Segmentation mask data:
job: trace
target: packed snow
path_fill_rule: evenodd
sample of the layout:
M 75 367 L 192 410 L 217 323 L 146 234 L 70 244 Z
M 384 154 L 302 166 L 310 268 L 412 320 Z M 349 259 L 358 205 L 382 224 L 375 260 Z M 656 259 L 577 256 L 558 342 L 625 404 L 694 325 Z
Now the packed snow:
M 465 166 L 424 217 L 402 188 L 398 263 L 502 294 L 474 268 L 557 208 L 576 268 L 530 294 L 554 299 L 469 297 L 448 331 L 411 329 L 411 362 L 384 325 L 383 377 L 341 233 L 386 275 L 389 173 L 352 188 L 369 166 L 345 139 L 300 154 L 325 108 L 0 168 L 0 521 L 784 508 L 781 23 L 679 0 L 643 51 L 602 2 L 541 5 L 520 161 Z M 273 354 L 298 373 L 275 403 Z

• [Action item] Up to and including the line with "M 75 367 L 192", write out the records above exactly, starting from their first line.

• [Task result]
job: trace
target: packed snow
path_fill_rule: evenodd
sample of the layout:
M 75 367 L 192 410 L 217 323 L 146 234 L 70 244 Z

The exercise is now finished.